Dataset entries:
----
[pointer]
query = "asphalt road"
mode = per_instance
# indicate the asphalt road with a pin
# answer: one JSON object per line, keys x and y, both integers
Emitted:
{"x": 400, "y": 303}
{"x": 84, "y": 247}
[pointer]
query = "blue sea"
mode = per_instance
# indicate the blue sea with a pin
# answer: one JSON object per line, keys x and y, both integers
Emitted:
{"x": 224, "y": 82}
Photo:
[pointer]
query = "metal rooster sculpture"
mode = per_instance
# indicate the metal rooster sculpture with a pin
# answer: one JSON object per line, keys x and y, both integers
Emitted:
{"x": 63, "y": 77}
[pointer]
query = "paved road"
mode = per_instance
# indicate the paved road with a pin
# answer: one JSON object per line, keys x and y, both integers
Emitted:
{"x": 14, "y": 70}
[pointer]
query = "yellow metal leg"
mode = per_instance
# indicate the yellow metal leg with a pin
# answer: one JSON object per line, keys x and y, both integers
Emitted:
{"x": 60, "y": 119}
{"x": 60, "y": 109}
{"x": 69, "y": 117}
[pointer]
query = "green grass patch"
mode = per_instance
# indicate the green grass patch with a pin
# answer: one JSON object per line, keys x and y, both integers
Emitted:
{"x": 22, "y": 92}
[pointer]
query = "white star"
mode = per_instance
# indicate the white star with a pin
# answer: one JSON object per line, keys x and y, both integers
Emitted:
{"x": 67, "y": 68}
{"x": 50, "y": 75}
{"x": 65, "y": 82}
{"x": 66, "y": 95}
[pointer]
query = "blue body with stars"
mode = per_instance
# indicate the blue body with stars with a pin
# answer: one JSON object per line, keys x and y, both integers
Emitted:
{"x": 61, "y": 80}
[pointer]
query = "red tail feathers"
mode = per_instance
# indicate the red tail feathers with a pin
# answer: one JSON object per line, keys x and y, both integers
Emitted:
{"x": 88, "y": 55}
----
■ **Aim of the exercise**:
An exact copy of every entry above is the expected answer.

■ **Exercise result**:
[pointer]
query = "asphalt road"
mode = per_instance
# indicate the asphalt road with a pin
# answer: one JSON object per line, keys x and y, both integers
Emitted:
{"x": 400, "y": 303}
{"x": 84, "y": 247}
[pointer]
query = "blue sea"
mode = per_instance
# indicate the blue sea with a pin
# answer: one JSON object per line, keys x and y, both integers
Emitted:
{"x": 224, "y": 82}
Photo:
[pointer]
query = "metal rooster sculpture"
mode = per_instance
# indicate the metal rooster sculpture with a pin
# answer: one JSON object per line, keys x and y, both integers
Emitted:
{"x": 63, "y": 77}
[pointer]
query = "paved road"
mode = per_instance
# indicate the paved road with a pin
# answer: one JSON object per line, keys x and y, both integers
Emitted:
{"x": 14, "y": 70}
[pointer]
query = "yellow metal leg"
mode = per_instance
# indicate the yellow metal leg with a pin
# answer: one JSON object per line, keys x and y, both integers
Emitted:
{"x": 60, "y": 119}
{"x": 60, "y": 109}
{"x": 69, "y": 117}
[pointer]
query = "green grass patch"
mode = per_instance
# indicate the green grass patch with a pin
# answer: one JSON object per line, keys x and y, both integers
Emitted:
{"x": 22, "y": 92}
[pointer]
query = "white star"
mode = per_instance
# indicate the white star with a pin
# answer: one JSON object per line, keys x and y, both integers
Emitted:
{"x": 67, "y": 68}
{"x": 50, "y": 75}
{"x": 65, "y": 82}
{"x": 66, "y": 95}
[pointer]
query = "blue body with stars"
mode = per_instance
# indicate the blue body with stars with a pin
# answer: one JSON object per line, keys x and y, both integers
Emitted:
{"x": 61, "y": 80}
[pointer]
query = "red tail feathers"
mode = per_instance
# indicate the red tail feathers with a pin
# answer: one JSON object per line, keys x and y, both integers
Emitted:
{"x": 88, "y": 55}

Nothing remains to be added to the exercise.